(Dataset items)

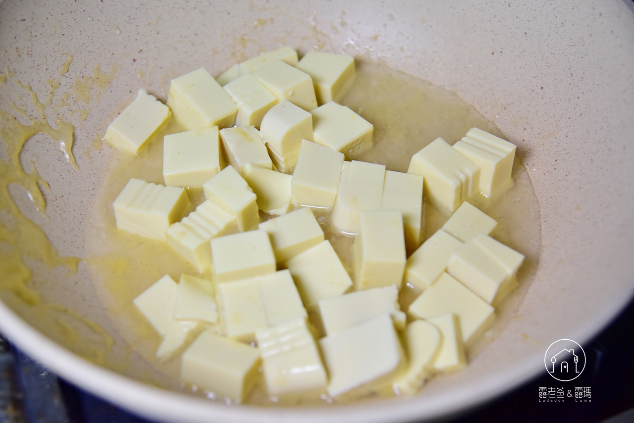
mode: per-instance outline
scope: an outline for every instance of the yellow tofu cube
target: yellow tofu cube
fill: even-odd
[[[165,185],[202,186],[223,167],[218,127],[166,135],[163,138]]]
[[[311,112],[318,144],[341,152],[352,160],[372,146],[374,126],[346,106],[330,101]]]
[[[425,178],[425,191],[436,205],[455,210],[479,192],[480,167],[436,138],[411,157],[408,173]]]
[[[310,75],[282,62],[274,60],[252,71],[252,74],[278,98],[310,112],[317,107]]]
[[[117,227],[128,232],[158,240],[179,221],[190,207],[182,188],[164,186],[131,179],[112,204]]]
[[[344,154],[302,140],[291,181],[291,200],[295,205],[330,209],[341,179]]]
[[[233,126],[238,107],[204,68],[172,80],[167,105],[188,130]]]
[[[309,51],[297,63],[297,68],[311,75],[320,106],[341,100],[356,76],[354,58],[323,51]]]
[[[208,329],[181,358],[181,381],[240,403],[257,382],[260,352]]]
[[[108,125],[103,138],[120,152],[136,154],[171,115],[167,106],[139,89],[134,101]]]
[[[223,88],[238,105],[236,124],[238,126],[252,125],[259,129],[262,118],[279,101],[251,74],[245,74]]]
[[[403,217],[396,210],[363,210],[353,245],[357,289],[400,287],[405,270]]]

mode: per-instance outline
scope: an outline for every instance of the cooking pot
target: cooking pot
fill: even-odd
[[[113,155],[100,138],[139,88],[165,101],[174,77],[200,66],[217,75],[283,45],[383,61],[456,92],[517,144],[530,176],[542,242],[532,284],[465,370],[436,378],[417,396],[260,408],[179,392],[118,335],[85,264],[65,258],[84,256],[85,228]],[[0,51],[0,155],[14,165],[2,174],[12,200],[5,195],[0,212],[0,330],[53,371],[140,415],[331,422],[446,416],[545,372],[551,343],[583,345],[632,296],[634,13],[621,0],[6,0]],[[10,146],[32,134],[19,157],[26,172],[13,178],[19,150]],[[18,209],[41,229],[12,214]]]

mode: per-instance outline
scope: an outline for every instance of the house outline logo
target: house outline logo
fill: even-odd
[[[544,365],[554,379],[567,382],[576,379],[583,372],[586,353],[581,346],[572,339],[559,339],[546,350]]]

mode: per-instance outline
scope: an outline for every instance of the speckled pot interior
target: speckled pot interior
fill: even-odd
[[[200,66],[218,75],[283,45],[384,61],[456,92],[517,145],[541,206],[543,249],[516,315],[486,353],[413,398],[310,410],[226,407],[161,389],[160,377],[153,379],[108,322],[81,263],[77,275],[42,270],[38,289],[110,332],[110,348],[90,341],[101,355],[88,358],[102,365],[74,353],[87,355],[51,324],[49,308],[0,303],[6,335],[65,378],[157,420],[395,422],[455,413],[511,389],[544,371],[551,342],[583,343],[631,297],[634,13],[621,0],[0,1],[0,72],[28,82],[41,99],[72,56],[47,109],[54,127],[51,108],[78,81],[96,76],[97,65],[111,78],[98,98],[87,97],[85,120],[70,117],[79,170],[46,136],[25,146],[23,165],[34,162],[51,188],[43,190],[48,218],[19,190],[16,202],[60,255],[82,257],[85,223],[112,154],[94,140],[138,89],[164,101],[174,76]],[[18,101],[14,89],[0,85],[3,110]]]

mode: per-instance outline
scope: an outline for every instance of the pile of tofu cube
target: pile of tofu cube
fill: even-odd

**Task objective**
Extract the entries in full, exactly as they are, minus the pictures.

**Finished answer**
mode: per-instance outline
scope: an outline for every instance of the yellow tofu cube
target: yellow tofu cube
fill: even-odd
[[[165,185],[202,186],[223,167],[218,127],[166,135],[163,138]]]
[[[311,112],[318,144],[341,152],[352,160],[372,146],[374,126],[346,106],[330,101]]]
[[[425,178],[425,191],[436,205],[455,210],[479,192],[480,167],[436,138],[411,157],[408,173]]]
[[[310,75],[282,62],[274,60],[252,71],[252,74],[278,98],[310,112],[317,107]]]
[[[117,227],[128,232],[158,240],[179,221],[190,207],[182,188],[164,186],[131,179],[112,204]]]
[[[344,154],[302,140],[291,181],[291,200],[295,205],[330,209],[341,179]]]
[[[233,126],[238,107],[204,68],[172,80],[167,105],[188,130]]]
[[[309,51],[297,63],[297,68],[311,75],[320,106],[341,100],[356,76],[354,58],[323,51]]]
[[[208,329],[181,358],[181,381],[240,403],[257,382],[260,352]]]
[[[108,125],[103,138],[120,152],[136,154],[171,115],[167,106],[139,89],[134,101]]]
[[[223,88],[238,105],[236,124],[238,126],[252,125],[259,129],[262,118],[279,101],[251,74],[245,74]]]
[[[403,217],[396,210],[363,210],[353,245],[357,289],[400,287],[405,270]]]

mode: per-instance outline
scope: an outline for every instance of the cooking pot
target: cooking pot
fill: even-odd
[[[113,155],[100,138],[139,88],[165,101],[174,77],[200,66],[217,75],[283,45],[383,61],[456,92],[517,144],[530,176],[542,242],[532,284],[465,370],[436,378],[417,396],[260,408],[179,392],[118,335],[85,264],[65,258],[84,256],[85,228]],[[0,51],[0,155],[14,165],[2,174],[12,200],[5,195],[0,212],[0,330],[53,371],[140,415],[331,422],[446,416],[545,372],[551,343],[583,345],[632,296],[634,13],[621,0],[6,0]],[[10,146],[32,134],[19,157],[26,172],[13,178],[19,150]],[[18,209],[41,229],[12,214]]]

mode: per-instance outline
scope: an outline for every instance of the house outline logo
target: house outline logo
fill: even-odd
[[[544,365],[554,379],[567,382],[576,379],[583,372],[586,353],[581,346],[572,339],[559,339],[546,350]]]

mode: per-instance outline
scope: an outline for every instance of the speckled pot interior
target: speckled pot interior
fill: even-odd
[[[200,66],[218,75],[283,45],[384,61],[456,92],[517,145],[541,206],[543,249],[516,315],[486,353],[413,398],[310,410],[226,407],[161,389],[160,377],[153,379],[108,322],[81,263],[77,275],[42,270],[38,289],[110,332],[110,348],[90,341],[101,355],[88,358],[102,365],[74,353],[87,355],[51,324],[49,308],[0,303],[6,335],[65,378],[157,420],[395,422],[455,413],[511,389],[544,371],[551,342],[583,343],[631,297],[634,13],[621,0],[0,1],[0,72],[28,82],[41,99],[72,56],[47,109],[54,127],[51,108],[78,81],[96,76],[97,65],[111,78],[98,98],[87,97],[85,120],[70,117],[79,170],[46,136],[25,146],[23,165],[34,162],[51,188],[43,190],[48,218],[19,190],[16,202],[60,255],[82,257],[85,223],[112,154],[94,140],[138,89],[164,101],[174,76]],[[18,101],[14,89],[0,85],[3,110]]]

mode: per-instance outline
scope: an outline for every instance of the pile of tofu cube
target: pile of tofu cube
fill: even-odd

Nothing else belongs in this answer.